EXERCISE DESCRIPTION => Could you continue the South Street bike lane post below, starting right after its final sentence?

READING TEXT =>
A lot of you have contacted me recently about South Street between East and Park Marina asking a lot of questions. Here is a sampling of questions I have received over the last month...

  • "Where do I ride?"
  • "I ride between the bike symbols and the cars, right?"
  • "This isn't right is it?"
  • "So, I am supposed to ride where people open their door?"
  • "They put the sharrows in the wrong f$^*ing place!"
  • "Why can't we have bike lanes?"
  • "Shouldn't these (sharrows) be in the center of the lane?"

This pleases me greatly for two reasons: 1- you are paying attention to what happens on our streets, and 2- you know that in fact, something is just not quite right on South Street.

We do recognize the street is constrained here with no easy solutions. It is not quite wide enough to maintain parking on both sides, two travel lanes for cars and bike lanes. We also recognize that Redding Bike Action Plan does call for South Street to be at a minimum a "Class II" bike lane (from Court Street to Park Marina). 

So why didn't the City figure out how to install bike lanes like the Plan says, you ask? When it comes to roads and streets without "easy" solutions, this takes time, planning and often some community engagement effort to do it right. In this case, there were trade-offs that needed to be made and it seems that the City did not have time or resources to take advantage of this striping opportunity and engage the neighborhood about street changes that would benefit all people that use the street. We recognize the need for an Active Transportation Planner, as a part of their responsibilities, to coordinate efforts to turn words in the Bike Action Plan into bike lanes on our streets. With dedicated staff resources, I am afraid we will not get very far...

Entries for pointing to named objects:
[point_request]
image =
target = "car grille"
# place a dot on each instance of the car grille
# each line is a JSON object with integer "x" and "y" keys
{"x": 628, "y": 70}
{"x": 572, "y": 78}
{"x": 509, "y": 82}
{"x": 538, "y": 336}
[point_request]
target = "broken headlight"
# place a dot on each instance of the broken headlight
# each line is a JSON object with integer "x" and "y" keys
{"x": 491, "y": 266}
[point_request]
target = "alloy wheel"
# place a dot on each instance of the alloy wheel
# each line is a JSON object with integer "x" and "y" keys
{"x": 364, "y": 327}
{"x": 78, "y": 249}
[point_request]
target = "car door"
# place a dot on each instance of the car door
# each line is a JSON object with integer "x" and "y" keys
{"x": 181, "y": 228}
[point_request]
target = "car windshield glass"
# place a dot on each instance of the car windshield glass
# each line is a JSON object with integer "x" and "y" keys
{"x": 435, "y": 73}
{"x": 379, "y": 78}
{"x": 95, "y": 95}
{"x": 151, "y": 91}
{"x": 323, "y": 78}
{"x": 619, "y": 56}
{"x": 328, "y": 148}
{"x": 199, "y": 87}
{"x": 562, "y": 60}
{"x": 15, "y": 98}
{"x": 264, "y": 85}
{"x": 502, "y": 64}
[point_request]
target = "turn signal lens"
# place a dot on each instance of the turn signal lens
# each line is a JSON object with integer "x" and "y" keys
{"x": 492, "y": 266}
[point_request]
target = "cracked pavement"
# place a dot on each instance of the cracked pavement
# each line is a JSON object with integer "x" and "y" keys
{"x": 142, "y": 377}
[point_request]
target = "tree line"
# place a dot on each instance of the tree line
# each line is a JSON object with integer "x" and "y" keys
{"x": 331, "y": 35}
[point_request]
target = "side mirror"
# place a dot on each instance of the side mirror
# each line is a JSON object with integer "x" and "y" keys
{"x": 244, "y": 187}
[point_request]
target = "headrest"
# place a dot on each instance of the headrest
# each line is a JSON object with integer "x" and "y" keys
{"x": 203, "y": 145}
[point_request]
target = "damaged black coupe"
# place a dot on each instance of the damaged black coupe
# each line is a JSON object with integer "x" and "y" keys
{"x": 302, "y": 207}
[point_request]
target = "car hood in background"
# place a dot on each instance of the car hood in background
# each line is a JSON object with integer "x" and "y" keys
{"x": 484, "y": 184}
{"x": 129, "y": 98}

EXPECTED ANSWER =>
It is sad that this seems like an opportunity missed and it was decided to keep South Street a class III (bikes must share travel lane with cars), despite the bike plan calling for a class II bike lanes, giving bikes their own space to ride. Ride Redding has been informed by City staff that there is still intention to stripe bike lanes per the Bike Action Plan, but not determined when that will happen. 

Many supporters of Ride Redding have concerns about the placement of the shared lane markings (sharrows). On behalf of the concerned South Street cyclists we would like to outline our concerns and illustrate the experiences that can result from improperly shared lane marking placement:

A ten-foot travel lane is too narrow to share.

The travel lane of 10’ is too narrow to be shared legally by a bicyclist and motor vehicle, so drivers must cross the center of the road to pass safely and legally. The use of the double yellow centerline causes driver confusion as the double yellow lines indicate that crossing over the center is dangerous and illegal. 

How can a person driving legally pass a person on a bike traveling in a lane too narrow to share? Will they choose to break the law by crossing the double yellow? Or squeeze out the cautious or inexperienced cyclist that rides on the edge? Keep in mind that drivers must legally give three feet to pass cyclists.

Truck passes cyclists claiming a safe riding position, while crossing over a double yellow at an intersection. BTW it is legal to ride side by side in places like South Street.

The placement of the sharrow on the edge of the edge line reinforces to the uneducated motorist the myth that cyclists always belong riding on the edge of a roadway.

An inexperienced or cautious cyclist may ride on the edge lane, a potentially dangerous place to ride.

Experienced and savvy cyclists will continue to ride the center of the lane, as that is the safest place to ride in the context of this segment of South Street.

This can cause anger among uneducated drivers that think cyclists should ride on the edge (where the sharrows are), these drivers may drive aggressively around them, speed and/or “buzz” the person riding a bike passing closer than 3 feet. In fact, that is exactly what happened when we took these photos, the driver sped around them aggressively.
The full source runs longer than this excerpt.